• ZITIERTER AUSZUG:
----

Jessica Gienow-Hecht, Professorin für die Geschichte Nordamerikas am John-F.-Kennedy-Institut

25.10.2024

Jessica Gienow-Hecht,    Professorin für die  Geschichte Nordamerikas am John-F.-Kennedy-Institut

Jessica Gienow-Hecht, Professorin für die Geschichte Nordamerikas am John-F.-Kennedy-Institut
Bildquelle: Martin Funck

„Haben Sie Wahlangst?”. „12 Wege, um Wahlstress zu managen.” „Wahlangst nimmt zu.” So titelten kürzlich US-amerikanische Publikationen. In einer Umfrage der Amerikanischen Psychiatrischen Gesellschaft geben 73 Prozent an, dass die Wahlen sie „ängstlich“ stimmen. 86 Prozent aller jungen LGBTQ+-Personen sagen, ihre Lebensqualität sei dadurch beeinträchtigt. Psychologinnen empfehlen Betroffenen, mehr Sport zu treiben und den Medienkonsum zu minimieren –vor allem vor der Nachtruhe. 

„Election-xiety” ist die Angst vor dem Verlauf und Ausgang von Wahlen. Da viele Menschen Parteien und deren Kandidatin oder Kandidaten immer intensiver mit einem bestimmten way of life verbinden, sagt die Psychologin Erica Komisar, hätten diese Menschen Verlustängste: dass es in den USA nach dem 5. November keinen Platz mehr für sie gebe.

----

• VORLIEGENDE EINTRÄGE:
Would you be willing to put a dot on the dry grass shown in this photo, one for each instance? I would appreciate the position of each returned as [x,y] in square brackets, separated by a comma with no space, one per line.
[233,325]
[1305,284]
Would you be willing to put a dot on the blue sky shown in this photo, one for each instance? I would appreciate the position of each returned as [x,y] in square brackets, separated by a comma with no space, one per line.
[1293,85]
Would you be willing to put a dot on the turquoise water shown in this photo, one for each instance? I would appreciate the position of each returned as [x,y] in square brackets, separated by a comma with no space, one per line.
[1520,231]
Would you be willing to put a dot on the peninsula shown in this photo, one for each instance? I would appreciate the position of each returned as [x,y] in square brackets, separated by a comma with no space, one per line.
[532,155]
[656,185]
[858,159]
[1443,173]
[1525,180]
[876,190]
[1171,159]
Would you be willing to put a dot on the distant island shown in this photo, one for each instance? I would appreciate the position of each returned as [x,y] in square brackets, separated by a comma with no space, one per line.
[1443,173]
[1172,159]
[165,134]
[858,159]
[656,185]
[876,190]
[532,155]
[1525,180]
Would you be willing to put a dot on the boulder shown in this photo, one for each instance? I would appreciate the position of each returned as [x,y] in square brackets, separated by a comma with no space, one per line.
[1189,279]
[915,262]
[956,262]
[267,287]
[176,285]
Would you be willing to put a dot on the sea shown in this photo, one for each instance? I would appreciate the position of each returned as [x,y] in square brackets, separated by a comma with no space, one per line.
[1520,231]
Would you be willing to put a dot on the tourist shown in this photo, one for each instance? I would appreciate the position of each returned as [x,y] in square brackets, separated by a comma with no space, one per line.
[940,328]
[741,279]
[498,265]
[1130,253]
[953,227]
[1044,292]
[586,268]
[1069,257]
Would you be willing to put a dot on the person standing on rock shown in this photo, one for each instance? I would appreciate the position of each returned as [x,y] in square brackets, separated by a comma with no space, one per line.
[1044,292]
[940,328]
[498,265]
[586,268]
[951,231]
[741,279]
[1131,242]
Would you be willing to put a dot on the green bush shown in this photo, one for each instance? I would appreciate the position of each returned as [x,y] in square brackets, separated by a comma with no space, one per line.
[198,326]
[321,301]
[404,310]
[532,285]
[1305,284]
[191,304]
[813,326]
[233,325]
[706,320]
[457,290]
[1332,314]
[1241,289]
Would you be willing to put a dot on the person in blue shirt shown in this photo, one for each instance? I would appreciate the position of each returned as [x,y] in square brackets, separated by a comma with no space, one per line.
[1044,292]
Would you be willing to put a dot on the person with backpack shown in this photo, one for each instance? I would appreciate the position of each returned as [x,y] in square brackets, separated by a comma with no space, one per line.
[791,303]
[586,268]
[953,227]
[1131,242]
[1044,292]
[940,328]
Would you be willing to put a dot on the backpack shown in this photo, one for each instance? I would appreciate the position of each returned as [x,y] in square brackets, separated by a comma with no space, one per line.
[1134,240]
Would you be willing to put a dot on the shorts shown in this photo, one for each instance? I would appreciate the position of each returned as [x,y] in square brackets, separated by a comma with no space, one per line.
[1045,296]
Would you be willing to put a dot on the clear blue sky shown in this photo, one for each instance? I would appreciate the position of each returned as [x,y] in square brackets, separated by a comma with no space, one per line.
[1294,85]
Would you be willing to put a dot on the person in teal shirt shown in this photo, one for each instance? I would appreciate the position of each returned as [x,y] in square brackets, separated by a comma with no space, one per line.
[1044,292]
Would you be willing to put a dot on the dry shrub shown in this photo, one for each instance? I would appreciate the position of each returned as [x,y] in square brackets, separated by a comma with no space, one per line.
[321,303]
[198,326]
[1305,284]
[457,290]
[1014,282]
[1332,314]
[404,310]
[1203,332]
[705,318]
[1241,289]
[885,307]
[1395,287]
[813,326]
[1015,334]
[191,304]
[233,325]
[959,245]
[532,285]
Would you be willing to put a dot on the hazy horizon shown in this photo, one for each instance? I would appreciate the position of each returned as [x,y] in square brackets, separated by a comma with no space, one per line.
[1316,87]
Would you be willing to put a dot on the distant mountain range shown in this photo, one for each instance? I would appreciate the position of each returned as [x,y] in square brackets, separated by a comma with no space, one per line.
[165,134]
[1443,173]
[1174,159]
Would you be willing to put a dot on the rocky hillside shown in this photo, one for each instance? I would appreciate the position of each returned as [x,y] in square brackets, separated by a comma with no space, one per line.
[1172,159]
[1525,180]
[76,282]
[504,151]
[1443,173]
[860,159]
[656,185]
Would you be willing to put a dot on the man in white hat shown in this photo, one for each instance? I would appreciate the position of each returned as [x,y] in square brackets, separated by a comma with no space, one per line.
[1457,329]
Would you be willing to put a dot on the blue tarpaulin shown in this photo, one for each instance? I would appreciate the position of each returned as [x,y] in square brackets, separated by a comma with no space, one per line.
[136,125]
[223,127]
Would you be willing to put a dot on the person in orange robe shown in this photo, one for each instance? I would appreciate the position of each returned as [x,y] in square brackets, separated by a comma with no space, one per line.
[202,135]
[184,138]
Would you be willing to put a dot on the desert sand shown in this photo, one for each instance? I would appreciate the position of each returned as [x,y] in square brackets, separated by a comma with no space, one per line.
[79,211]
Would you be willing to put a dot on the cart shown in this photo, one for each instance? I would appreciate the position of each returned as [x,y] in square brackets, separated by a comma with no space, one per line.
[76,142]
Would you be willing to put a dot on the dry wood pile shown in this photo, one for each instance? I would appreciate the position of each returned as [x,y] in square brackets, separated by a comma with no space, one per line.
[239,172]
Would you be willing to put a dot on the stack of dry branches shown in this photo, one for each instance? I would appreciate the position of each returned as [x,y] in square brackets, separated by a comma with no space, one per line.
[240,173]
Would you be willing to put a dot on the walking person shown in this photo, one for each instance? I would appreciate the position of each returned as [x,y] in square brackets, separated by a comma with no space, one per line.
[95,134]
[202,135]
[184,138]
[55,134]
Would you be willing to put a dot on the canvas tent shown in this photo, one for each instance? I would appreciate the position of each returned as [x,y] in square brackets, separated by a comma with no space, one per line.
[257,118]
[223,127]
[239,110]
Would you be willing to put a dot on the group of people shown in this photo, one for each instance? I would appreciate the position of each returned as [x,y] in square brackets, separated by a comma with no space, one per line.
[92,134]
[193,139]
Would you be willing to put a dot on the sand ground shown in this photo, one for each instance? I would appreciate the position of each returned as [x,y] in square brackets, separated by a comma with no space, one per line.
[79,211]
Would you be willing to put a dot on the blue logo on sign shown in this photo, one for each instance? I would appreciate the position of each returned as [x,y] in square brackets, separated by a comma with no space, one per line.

----

• AUFGABENSTELLUNG:
A. Erläutern Sie anhand des Auszugs über Wahlangst in den USA, weshalb viele Menschen laut der Psychologin Erica Komisar Verlustängste haben.
B. Schreiben Sie den Auszug über Wahlangst in den USA im Anschluss an seinen letzten Satz weiter.

• LÖSUNGEN:
A. Nach Erica Komisar verbinden viele Menschen Parteien und deren Kandidatinnen oder Kandidaten immer intensiver mit einem bestimmten way of life. Deshalb fürchten sie, dass es in den USA nach dem 5. November keinen Platz mehr für sie geben könnte.

B.
Die Strategien von Kamala Harris und Donald Trump entsprechen dieser Diagnose: Harris setzt auf unklare Positionen wie Hoffnung, Inklusion, bloß kein Stress. Trump dagegen auf Untergangsszenarien, Vergeltung und Erlösung. Harris will eine „Präsidentin für alle Amerikanerinnen und Amerikaner” sein, Trump der Messias, der das Volk vor der Katastrophe rettet.

Emotionen sind bei US-Wahlen seit mehr als 200 Jahren immer zentral und werden es auch am 5. November sein. Auffällig ist indes, dass Themen wie Arbeitslosigkeit, Migration, Abtreibung, Außenpolitik inzwischen zunehmend rhetorische Übungen sind, die die Kandidatinnen nutzen, um die eigentliche Botschaft zu vermitteln: „Ich bin die Richtige für dich”. Am Ende wird alles davon abhängen, wie einige tausend Wähler in sieben Swing-Staaten sich am Tag der Wahl gerade so fühlen. Genau das macht die Meinungsumfragen so fragwürdig, die Prognosen so ungewiss und die Angst vor dem Ausgang so groß.